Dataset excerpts
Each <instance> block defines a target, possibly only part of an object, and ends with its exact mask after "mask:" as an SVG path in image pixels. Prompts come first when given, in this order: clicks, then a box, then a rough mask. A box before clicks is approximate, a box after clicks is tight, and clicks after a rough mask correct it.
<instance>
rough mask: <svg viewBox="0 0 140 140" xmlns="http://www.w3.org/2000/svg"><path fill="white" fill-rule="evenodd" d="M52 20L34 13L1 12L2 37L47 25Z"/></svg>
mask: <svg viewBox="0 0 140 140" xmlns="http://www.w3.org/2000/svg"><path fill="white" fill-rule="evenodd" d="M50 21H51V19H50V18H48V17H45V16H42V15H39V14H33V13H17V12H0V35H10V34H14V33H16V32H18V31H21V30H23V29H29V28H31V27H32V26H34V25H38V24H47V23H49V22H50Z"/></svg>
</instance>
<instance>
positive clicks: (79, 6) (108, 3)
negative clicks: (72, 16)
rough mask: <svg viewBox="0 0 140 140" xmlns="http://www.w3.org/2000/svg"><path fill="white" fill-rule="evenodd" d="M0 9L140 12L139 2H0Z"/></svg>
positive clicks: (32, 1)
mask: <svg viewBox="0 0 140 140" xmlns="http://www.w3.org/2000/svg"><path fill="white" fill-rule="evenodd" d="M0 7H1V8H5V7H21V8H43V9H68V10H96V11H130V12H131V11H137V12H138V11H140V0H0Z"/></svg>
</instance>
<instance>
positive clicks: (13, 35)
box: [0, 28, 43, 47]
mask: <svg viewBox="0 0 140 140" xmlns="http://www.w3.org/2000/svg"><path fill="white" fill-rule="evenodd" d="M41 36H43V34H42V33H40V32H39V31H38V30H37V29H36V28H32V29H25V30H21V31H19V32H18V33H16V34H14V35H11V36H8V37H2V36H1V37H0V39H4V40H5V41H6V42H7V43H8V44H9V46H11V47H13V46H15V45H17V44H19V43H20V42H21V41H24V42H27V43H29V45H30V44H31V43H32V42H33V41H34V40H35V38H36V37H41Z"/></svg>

> [PROBLEM DESCRIPTION]:
Every entry should be reproduced word for word.

> [SOLUTION FOR THIS EXERCISE]:
Each <instance> block defines a target, possibly only part of an object, and ends with its exact mask after "mask:" as an SVG path in image pixels. Prompts come first when given, in this order: clicks, then a box, then a rough mask. A box before clicks is approximate, a box after clicks is tight, and clicks after a rough mask correct it.
<instance>
rough mask: <svg viewBox="0 0 140 140" xmlns="http://www.w3.org/2000/svg"><path fill="white" fill-rule="evenodd" d="M52 20L34 13L1 12L2 37L47 25Z"/></svg>
mask: <svg viewBox="0 0 140 140" xmlns="http://www.w3.org/2000/svg"><path fill="white" fill-rule="evenodd" d="M50 21H51V19H50V18H48V17H45V16H42V15H39V14H33V13H17V12H0V35H10V34H14V33H16V32H18V31H21V30H23V29H29V28H31V27H32V26H34V25H38V24H47V23H49V22H50Z"/></svg>
</instance>
<instance>
positive clicks: (79, 6) (108, 3)
negative clicks: (72, 16)
rough mask: <svg viewBox="0 0 140 140" xmlns="http://www.w3.org/2000/svg"><path fill="white" fill-rule="evenodd" d="M0 9L140 12L139 2H0Z"/></svg>
positive clicks: (32, 1)
mask: <svg viewBox="0 0 140 140" xmlns="http://www.w3.org/2000/svg"><path fill="white" fill-rule="evenodd" d="M0 7H1V8H5V7H21V8H43V9H68V10H96V11H130V12H131V11H137V12H138V11H140V0H0Z"/></svg>
</instance>
<instance>
positive clicks: (13, 35)
box: [0, 28, 43, 47]
mask: <svg viewBox="0 0 140 140" xmlns="http://www.w3.org/2000/svg"><path fill="white" fill-rule="evenodd" d="M41 36H43V34H42V33H40V32H39V31H38V30H37V29H36V28H32V29H25V30H21V31H19V32H18V33H16V34H14V35H11V36H8V37H2V36H1V37H0V39H4V40H5V41H6V42H7V43H8V44H9V46H11V47H13V46H15V45H17V44H19V43H20V42H21V41H24V42H27V43H29V45H30V44H31V43H32V42H33V41H34V40H35V38H36V37H41Z"/></svg>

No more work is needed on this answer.